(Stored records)
==============================

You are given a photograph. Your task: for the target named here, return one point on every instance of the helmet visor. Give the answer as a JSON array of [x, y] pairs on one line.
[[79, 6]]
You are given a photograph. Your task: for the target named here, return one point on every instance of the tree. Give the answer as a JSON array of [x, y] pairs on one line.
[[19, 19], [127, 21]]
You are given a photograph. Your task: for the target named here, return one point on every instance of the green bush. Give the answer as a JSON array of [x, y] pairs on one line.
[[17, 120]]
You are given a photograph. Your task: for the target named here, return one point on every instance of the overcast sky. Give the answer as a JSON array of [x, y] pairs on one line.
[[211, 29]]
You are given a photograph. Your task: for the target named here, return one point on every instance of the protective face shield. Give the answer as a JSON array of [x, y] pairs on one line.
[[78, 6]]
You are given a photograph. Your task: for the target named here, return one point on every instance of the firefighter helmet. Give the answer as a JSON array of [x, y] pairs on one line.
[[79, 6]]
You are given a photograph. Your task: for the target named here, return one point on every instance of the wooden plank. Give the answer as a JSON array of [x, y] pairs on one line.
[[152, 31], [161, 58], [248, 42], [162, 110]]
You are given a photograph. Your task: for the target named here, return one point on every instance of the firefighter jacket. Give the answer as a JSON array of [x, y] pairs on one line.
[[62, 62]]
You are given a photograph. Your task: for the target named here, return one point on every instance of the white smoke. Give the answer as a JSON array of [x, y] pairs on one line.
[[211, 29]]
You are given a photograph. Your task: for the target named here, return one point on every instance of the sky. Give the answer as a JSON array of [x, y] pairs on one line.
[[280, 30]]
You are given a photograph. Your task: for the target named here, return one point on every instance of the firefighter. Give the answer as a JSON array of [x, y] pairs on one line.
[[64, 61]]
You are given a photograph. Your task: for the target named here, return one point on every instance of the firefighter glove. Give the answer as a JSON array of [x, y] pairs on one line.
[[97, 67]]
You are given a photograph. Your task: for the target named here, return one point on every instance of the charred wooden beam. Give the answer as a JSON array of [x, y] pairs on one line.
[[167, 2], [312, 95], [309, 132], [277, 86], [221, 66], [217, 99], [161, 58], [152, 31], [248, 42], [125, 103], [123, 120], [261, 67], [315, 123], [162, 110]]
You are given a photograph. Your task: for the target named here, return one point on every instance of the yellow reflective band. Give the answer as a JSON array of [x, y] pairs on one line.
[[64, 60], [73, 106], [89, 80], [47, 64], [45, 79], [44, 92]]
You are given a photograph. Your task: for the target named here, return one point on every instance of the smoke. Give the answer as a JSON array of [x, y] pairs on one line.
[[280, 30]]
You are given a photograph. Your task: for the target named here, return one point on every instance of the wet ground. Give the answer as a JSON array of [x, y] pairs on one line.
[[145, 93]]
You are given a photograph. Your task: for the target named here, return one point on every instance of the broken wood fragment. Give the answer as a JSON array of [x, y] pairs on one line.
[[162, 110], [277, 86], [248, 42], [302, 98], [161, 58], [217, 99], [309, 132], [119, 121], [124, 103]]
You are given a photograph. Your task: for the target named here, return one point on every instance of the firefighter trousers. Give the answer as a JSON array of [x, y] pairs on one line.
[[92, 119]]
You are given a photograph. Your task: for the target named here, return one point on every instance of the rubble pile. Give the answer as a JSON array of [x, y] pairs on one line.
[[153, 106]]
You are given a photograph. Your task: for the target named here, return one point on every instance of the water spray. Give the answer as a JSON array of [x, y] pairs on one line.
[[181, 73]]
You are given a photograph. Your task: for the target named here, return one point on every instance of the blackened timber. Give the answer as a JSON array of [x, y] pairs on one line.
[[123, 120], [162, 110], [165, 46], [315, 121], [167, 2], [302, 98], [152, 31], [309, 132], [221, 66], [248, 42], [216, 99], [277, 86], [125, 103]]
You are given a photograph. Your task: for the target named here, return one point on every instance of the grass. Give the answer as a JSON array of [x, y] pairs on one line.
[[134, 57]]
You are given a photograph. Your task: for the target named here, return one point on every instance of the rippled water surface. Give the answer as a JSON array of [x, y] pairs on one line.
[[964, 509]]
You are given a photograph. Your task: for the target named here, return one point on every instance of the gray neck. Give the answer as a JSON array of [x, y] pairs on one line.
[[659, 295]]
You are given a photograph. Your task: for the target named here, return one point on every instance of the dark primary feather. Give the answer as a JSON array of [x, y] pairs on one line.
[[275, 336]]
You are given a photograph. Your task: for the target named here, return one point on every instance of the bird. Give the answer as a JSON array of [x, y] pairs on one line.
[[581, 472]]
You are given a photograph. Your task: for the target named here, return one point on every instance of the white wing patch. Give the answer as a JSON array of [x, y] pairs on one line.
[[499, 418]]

==============================

INSTRUCTIONS TO FOLLOW -
Starting at the first entry and ending at the last, reproduce each one exactly.

EXERCISE RESPONSE -
You are given a photograph. Your task: for the target named here, return one point on every instance of the helmet visor. Give the answer as a JSON array of [x, y] pairs on one line.
[[79, 6]]
You are given a photograph. Your task: for the target named here, return one point on every instance of the tree. Give the answer as a JSON array of [x, y] pairs on one line.
[[19, 19], [127, 21]]
You are given a photograph. Your task: for the target named here, return one point on every instance of the green bush. Give the answer as a JSON array of [x, y] pairs on one line.
[[17, 120]]
You are given a photograph. Your task: for the target named here, return one point on every instance of the overcast sky. Give the answer as a JSON array of [x, y] pairs on one line.
[[211, 29]]
You are given a photograph. Your task: for the target named here, return one point on every instance of the protective face shield. Give the answer as a JSON array of [x, y] pairs on one line.
[[78, 6]]
You are given a photograph. Your task: for the target named here, return one point on every instance of the firefighter helmet. Give the answer as a JSON array of [x, y] pairs on one line.
[[79, 6]]
You are given a photograph. Your task: for the target named here, return one point on every instance of the wooden plank. Give the answer as a JSON array of [x, y] pairs on one line.
[[152, 31], [161, 58], [248, 42], [162, 110]]
You are given a photograph. Your task: for the target named here, return one point on every instance of the firefighter jacket. Give the answer as a JSON array of [x, y] pairs on one line.
[[62, 62]]
You are given a photograph. Your task: for the target named here, return one point on every instance of the white smoke. Give the answer as a JSON array of [x, y] pairs on one line.
[[211, 29]]
You are given a photograph. Your task: for the target named here, return one point on every instance of the sky. Give the answer as a JSON array of [x, y] pairs on one line.
[[280, 30]]
You are given a photograph. Your task: for the target named here, return one point on every instance of the firefighter. Give the answer as a JSON array of [x, y] pairs on one line.
[[64, 61]]
You are given a photograph. Your task: for the target named here, return one point on every instance of the firefighter glove. Give the answer as a JSON array of [x, y] pairs on one line.
[[97, 67]]
You are given a photograph. Your task: for the target named here, return one point on every instance of the charred wooden beam. Give the answer as a JSON array of [x, y] pairs on one line.
[[167, 2], [312, 95], [309, 132], [277, 86], [221, 66], [217, 99], [161, 58], [152, 31], [248, 42], [125, 103], [123, 120], [261, 67], [315, 123], [162, 110]]
You are given a photograph. Your task: for the target named here, return one point on every instance of the yellow reflective band. Give the answer as a JSON array of [x, y] pairs on one line.
[[64, 60], [73, 106], [89, 80], [47, 64], [45, 79], [44, 92]]
You are given a photograph. Your task: for the target named here, return one point on every instance of the smoke. Give the answer as a JSON array of [x, y] pairs on one line.
[[280, 30]]
You are given a photograph. Your task: for the target named here, return one point on every instance of the wet ground. Give the answer as a JSON array of [x, y] pairs on one line.
[[145, 93]]
You are given a photograph. Your task: for the target named here, return one point on every instance of the broken wood fragment. Give the answer as a JSON array of [x, y] pairs on one line.
[[162, 110], [277, 86], [248, 42], [302, 98], [161, 58], [217, 99], [309, 132], [119, 121], [124, 103]]
You are given a photograph. Your task: for the target named here, return one point on every instance of the firefighter trousers. Give the answer as a JSON array of [x, y] pairs on one line.
[[92, 119]]
You are given a photograph. Your task: for the target named here, return one point on every instance of the rubble pile. Give the answer as a JSON array of [x, y] pairs on one line.
[[153, 106]]
You are given a photograph. Your task: for the target named here, return one point on every instance of the water spray. Give the answer as a JSON array of [x, y] pairs on one line.
[[181, 73]]
You are given a photograph. Your task: for the target named here, return one point on every instance of the blackened timber. Give the answer as a JSON array of [x, y] pairs on one line.
[[123, 120], [162, 110], [165, 46], [315, 121], [167, 2], [302, 98], [152, 31], [309, 132], [221, 66], [248, 42], [216, 99], [277, 86], [125, 103]]
You are given a photograph. Your task: for the target named here, return one point on every instance of the grass. Give the answer as a JSON array of [x, y] pairs on one line.
[[134, 57]]
You are given a photograph. Your task: for the target named here, return one point on every instance of the rippled water surface. Give the answer as a JSON array of [x, y] pairs on one line.
[[964, 509]]
You are given a photograph. Your task: for the target named here, return one point on every instance of the gray neck. Give the answer as a JSON array of [x, y] pairs on one line.
[[659, 295]]
You are given a photograph. Your task: for the target named here, return one point on every instance of the dark primary feather. Give the answer as a JSON array of [x, y] pairs on one line.
[[275, 336]]
You are given a photograph. Your task: for the target named here, return one point on every instance of the bird. Give the answer as a JSON array of [x, y] pairs on one line.
[[581, 472]]
You are given a photograph. Your task: for the target named here, return one point on every instance of the white wing patch. Give the answer as a JSON array of [x, y] pairs on one line.
[[499, 418]]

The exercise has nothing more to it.